**EXERCISE BRIEF:** In the data that follows, find the line with "Query: car front end damage"; transcribe it, every later line up to the one with "car door handle.", and that line as well, exactly and with no others.

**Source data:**

□ □ □ □

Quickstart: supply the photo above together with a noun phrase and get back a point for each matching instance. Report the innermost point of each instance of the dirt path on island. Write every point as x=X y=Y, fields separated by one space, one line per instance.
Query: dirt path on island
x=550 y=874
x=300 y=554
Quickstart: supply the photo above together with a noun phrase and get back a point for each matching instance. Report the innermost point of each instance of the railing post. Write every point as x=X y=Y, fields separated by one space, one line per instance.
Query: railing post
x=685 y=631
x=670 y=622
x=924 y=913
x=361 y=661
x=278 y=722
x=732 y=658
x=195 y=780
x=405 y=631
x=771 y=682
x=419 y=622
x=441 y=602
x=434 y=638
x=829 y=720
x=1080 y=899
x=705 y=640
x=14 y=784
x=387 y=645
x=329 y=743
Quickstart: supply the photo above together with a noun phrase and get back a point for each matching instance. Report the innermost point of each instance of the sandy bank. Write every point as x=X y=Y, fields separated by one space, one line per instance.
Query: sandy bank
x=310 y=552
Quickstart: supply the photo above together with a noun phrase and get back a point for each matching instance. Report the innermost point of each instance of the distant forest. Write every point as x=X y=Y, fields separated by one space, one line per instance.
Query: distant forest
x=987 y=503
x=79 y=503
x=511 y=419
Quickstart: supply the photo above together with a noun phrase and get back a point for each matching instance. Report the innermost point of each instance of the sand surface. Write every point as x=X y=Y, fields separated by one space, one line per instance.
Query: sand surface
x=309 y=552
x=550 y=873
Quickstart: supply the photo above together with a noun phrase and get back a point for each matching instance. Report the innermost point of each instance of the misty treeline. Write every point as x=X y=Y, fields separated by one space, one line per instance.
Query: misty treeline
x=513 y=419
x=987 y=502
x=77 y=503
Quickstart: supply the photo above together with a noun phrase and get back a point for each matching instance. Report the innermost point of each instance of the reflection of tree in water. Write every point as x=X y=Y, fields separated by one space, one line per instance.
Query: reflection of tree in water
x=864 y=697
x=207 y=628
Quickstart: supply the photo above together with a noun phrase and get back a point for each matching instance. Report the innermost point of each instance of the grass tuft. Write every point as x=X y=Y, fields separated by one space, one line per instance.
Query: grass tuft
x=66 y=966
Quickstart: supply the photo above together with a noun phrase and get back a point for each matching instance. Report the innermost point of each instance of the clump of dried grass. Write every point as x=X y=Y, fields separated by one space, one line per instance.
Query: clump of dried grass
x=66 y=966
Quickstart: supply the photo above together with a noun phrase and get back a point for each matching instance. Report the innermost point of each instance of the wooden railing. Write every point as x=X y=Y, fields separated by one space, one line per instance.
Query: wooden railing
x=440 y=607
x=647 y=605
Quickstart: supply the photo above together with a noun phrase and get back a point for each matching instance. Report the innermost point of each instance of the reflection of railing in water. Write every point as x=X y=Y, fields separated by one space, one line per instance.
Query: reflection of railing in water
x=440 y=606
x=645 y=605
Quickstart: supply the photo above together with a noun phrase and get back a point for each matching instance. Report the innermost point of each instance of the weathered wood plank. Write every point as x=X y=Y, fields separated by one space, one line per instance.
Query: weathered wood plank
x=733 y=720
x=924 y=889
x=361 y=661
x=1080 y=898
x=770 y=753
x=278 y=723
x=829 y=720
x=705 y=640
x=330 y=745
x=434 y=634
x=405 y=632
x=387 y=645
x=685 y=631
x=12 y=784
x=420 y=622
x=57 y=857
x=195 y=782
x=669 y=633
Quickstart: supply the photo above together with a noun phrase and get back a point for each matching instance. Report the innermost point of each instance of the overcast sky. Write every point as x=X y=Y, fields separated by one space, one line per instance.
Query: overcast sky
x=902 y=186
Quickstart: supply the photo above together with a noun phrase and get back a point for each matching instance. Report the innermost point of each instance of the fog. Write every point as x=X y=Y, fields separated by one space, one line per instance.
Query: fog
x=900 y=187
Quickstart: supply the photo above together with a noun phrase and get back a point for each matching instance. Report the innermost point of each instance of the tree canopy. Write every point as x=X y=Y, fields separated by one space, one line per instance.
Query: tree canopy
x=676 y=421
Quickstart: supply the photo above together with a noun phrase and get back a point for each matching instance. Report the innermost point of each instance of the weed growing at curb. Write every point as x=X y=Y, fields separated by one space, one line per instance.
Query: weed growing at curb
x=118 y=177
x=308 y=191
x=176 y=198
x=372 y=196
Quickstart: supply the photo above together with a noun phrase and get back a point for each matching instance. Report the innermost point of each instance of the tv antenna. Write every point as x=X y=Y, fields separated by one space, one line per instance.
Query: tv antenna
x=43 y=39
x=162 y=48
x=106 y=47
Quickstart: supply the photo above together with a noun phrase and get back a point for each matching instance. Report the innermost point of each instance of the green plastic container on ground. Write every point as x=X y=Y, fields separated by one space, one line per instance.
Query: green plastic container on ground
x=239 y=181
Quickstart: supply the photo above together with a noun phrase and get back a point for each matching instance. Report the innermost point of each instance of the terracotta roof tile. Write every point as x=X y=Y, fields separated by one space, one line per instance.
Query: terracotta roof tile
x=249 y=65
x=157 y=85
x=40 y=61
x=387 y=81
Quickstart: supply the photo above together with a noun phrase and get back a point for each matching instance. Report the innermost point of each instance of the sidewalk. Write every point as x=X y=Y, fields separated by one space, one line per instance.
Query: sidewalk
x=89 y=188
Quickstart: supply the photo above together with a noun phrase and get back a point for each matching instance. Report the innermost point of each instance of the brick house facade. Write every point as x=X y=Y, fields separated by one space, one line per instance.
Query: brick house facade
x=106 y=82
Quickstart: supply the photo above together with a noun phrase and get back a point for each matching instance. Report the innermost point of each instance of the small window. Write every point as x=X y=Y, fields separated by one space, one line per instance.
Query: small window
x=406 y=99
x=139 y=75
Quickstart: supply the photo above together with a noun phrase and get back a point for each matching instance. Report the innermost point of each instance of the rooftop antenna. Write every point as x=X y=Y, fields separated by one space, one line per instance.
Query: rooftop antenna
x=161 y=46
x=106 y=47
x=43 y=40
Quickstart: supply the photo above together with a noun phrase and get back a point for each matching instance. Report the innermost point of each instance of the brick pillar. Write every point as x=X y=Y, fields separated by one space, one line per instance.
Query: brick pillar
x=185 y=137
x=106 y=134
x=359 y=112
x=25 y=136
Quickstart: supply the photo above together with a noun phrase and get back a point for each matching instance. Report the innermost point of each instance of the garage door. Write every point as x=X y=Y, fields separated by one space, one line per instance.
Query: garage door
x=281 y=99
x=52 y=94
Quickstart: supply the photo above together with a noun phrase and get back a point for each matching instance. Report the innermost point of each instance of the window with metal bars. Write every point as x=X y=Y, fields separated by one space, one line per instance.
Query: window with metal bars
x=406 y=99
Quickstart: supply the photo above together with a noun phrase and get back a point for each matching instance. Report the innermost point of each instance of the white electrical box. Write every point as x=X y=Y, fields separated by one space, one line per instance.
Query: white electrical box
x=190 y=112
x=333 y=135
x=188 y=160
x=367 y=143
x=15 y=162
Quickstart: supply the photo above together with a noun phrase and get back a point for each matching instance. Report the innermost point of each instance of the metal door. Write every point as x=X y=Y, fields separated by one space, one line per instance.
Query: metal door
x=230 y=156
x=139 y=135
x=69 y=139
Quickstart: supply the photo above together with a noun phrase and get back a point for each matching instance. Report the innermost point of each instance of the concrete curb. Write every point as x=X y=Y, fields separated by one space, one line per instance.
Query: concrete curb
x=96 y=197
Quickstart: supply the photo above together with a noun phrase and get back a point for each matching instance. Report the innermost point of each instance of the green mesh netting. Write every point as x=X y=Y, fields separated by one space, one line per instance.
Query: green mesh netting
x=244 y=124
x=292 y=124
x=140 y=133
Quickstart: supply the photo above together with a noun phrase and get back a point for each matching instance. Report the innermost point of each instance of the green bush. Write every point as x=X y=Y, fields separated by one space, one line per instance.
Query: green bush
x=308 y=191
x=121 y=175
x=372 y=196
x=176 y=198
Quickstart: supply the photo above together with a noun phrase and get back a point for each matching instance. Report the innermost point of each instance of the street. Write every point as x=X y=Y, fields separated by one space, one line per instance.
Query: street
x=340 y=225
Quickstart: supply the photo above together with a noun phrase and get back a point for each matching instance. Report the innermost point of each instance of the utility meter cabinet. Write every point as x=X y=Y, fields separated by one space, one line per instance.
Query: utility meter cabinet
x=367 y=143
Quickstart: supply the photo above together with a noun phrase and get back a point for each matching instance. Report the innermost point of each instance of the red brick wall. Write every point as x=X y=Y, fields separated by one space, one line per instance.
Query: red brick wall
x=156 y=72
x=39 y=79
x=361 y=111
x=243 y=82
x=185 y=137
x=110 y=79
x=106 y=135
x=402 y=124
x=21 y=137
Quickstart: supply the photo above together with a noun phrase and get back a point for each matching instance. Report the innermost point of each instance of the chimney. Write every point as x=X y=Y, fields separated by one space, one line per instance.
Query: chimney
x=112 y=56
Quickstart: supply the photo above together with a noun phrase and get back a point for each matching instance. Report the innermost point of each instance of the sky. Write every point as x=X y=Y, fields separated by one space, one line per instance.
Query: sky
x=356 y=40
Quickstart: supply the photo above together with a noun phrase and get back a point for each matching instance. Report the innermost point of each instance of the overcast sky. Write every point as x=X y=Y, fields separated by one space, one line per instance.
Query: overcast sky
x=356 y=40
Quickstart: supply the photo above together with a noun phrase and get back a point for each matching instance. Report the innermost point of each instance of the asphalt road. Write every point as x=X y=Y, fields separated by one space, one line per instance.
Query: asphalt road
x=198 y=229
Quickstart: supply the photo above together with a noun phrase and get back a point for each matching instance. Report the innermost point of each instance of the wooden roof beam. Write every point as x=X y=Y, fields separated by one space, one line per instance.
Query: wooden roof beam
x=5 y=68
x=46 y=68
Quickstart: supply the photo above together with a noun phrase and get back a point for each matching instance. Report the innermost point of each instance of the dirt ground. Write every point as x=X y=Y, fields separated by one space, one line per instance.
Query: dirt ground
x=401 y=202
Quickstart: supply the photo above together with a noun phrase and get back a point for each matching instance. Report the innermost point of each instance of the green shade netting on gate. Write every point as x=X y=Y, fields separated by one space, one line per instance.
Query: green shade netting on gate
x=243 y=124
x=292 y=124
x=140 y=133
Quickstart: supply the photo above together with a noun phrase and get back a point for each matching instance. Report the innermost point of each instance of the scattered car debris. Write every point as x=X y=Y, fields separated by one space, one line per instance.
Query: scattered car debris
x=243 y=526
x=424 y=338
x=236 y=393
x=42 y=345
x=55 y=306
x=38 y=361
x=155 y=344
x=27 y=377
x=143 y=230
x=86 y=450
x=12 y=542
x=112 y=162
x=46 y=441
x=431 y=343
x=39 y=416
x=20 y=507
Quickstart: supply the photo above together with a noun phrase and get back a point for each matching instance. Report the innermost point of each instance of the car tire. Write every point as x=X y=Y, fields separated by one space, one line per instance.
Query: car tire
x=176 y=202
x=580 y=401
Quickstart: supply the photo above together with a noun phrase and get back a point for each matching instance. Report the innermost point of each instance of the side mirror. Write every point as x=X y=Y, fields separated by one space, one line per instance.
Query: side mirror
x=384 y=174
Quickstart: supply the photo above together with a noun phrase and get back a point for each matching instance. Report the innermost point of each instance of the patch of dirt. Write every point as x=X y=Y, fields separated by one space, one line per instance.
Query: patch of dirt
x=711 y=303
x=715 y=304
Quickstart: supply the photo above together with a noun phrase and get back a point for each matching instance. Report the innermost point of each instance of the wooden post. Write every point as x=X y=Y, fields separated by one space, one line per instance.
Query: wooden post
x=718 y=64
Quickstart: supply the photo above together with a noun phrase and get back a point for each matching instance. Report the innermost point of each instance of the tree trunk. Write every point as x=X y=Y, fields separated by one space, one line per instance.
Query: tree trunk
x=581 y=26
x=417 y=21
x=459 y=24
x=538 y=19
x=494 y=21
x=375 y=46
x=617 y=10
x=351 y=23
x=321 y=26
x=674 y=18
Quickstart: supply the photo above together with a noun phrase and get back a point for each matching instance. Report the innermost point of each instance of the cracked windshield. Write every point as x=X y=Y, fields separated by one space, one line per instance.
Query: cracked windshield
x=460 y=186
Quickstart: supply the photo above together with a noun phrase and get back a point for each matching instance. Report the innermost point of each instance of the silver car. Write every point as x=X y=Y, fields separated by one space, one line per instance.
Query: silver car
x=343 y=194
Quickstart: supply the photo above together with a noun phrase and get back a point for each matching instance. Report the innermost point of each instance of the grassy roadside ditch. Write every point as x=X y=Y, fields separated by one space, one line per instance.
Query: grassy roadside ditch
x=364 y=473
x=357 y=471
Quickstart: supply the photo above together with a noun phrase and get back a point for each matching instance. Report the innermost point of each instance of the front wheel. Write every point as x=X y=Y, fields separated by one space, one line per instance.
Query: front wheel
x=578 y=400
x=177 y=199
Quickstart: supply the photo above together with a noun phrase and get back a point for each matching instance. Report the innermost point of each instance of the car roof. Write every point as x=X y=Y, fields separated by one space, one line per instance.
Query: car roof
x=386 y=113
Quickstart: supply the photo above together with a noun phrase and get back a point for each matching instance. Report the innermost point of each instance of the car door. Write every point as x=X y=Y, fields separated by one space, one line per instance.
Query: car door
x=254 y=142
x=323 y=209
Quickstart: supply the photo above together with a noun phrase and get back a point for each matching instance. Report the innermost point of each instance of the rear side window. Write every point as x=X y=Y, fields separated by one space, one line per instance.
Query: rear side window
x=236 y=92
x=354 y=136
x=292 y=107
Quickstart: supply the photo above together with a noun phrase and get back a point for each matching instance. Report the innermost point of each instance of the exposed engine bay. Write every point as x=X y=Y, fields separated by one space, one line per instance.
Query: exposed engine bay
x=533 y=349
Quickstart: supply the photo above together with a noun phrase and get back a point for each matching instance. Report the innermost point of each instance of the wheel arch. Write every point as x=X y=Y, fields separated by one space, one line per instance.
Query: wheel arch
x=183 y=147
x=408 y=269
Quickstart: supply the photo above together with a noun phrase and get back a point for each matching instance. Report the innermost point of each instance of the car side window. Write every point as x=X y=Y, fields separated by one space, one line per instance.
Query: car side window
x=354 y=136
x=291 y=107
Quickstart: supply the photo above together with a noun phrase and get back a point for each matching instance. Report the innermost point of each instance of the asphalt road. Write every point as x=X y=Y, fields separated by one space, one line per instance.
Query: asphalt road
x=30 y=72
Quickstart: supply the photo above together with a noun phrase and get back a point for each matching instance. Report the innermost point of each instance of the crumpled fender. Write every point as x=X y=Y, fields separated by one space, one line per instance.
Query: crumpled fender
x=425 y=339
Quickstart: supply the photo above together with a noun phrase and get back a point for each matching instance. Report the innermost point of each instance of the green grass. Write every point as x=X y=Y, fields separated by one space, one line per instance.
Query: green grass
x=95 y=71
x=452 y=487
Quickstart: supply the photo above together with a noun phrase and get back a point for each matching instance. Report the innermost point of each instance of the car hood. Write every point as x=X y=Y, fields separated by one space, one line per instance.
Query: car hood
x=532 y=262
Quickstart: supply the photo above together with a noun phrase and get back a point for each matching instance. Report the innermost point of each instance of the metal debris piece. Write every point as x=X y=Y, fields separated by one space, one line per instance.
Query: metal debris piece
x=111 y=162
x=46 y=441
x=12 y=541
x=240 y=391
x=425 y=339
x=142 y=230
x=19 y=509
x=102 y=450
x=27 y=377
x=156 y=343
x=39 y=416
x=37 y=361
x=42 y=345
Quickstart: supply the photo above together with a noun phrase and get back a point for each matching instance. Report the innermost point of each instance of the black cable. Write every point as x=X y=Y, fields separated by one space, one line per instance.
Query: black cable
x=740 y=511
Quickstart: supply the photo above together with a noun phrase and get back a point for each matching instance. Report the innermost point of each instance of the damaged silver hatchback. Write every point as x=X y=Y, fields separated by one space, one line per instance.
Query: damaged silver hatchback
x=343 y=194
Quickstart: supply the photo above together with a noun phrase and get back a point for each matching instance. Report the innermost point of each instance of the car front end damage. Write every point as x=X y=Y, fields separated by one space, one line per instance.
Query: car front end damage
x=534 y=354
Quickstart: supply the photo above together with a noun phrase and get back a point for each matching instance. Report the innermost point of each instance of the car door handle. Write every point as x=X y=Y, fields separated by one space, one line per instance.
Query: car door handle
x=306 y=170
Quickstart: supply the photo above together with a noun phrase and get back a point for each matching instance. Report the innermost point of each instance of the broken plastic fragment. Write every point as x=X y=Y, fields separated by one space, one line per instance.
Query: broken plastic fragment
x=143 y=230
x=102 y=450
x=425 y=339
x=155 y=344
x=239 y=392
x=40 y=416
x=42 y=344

□ □ □ □

**TASK ANSWER:**
Query: car front end damage
x=534 y=354
Quickstart: supply the photo above together with a noun phrase and get back a point for each matching instance. Report the innermost point of each instance of the car door handle. Write every point as x=X y=Y, fields separated by one space, one line per instance.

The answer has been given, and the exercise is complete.